▶ [Série d'exercices]
1 > Pouvez-vous recopier à l'identique le passage du jugement qui commence par « LE MINISTRE DE » et se termine par « 27 [la Décision]. » ?
2 > Comment traduit-on en anglais la phrase du jugement « Ils sont citoyens de l'Algérie. » ?

▶ [Texte à lire]
<<<<

Dossier : IMM-11045-22

Référence : 2023 CF 1767

Ottawa (Ontario), le 29 décembre 2023

En présence de l’honorable madame la juge Rochester

ENTRE :

SAMIR KHELEFI ET MOKRAME KHELEFI

demandeurs

et

LE MINISTRE DE LA CITOYENNETÉ ET DE L’IMMIGRATION

défendeur

JUGEMENT ET MOTIFS

I. Aperçu

[1] Les demandeurs, Samir Khelifi et Mokrane Khelifi, sont un père et son fils ayant présentement 18 ans. Ils sont citoyens de l’Algérie. Ils sollicitent le contrôle judiciaire de la décision rendue le 19 octobre 2022, selon laquelle la Section d’appel des réfugiés [SAR] a rejeté leur demande d’asile et a confirmé la décision de la Section de la protection des réfugiés [SPR] à l’effet que les demandeurs n’ont pas la qualité de réfugié au sens de la Convention ni celle des personnes à protéger au titre de l’article 96 et du paragraphe 97(1) de la Loi sur l’immigration et la protection des réfugiés, LC 2001, c 27 [la Décision].

>>>>

▶ [Bloc de données]
<<<<

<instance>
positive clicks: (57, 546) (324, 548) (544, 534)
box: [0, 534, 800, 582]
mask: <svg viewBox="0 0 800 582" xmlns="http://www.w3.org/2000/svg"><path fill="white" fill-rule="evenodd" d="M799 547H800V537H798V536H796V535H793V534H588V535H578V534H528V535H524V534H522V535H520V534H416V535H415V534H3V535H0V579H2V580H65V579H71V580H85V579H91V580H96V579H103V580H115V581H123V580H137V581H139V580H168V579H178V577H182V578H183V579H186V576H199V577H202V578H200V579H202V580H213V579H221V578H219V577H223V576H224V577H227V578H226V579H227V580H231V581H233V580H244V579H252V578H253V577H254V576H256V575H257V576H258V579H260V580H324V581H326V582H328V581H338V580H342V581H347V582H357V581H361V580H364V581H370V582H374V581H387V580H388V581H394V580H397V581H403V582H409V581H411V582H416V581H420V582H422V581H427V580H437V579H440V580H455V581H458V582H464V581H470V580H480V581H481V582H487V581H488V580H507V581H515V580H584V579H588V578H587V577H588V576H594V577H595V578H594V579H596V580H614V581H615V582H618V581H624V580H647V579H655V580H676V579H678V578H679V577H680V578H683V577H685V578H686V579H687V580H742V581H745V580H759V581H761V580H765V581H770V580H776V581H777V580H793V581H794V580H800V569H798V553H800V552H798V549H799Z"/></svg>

>>>>

▶ [Corrigé par exercice]
1 >
LE MINISTRE DE LA CITOYENNETÉ ET DE L’IMMIGRATION

défendeur

JUGEMENT ET MOTIFS

I. Aperçu

[1] Les demandeurs, Samir Khelifi et Mokrane Khelifi, sont un père et son fils ayant présentement 18 ans. Ils sont citoyens de l’Algérie. Ils sollicitent le contrôle judiciaire de la décision rendue le 19 octobre 2022, selon laquelle la Section d’appel des réfugiés [SAR] a rejeté leur demande d’asile et a confirmé la décision de la Section de la protection des réfugiés [SPR] à l’effet que les demandeurs n’ont pas la qualité de réfugié au sens de la Convention ni celle des personnes à protéger au titre de l’article 96 et du paragraphe 97(1) de la Loi sur l’immigration et la protection des réfugiés, LC 2001, c 27 [la Décision].

2 > They are citizens of Algeria.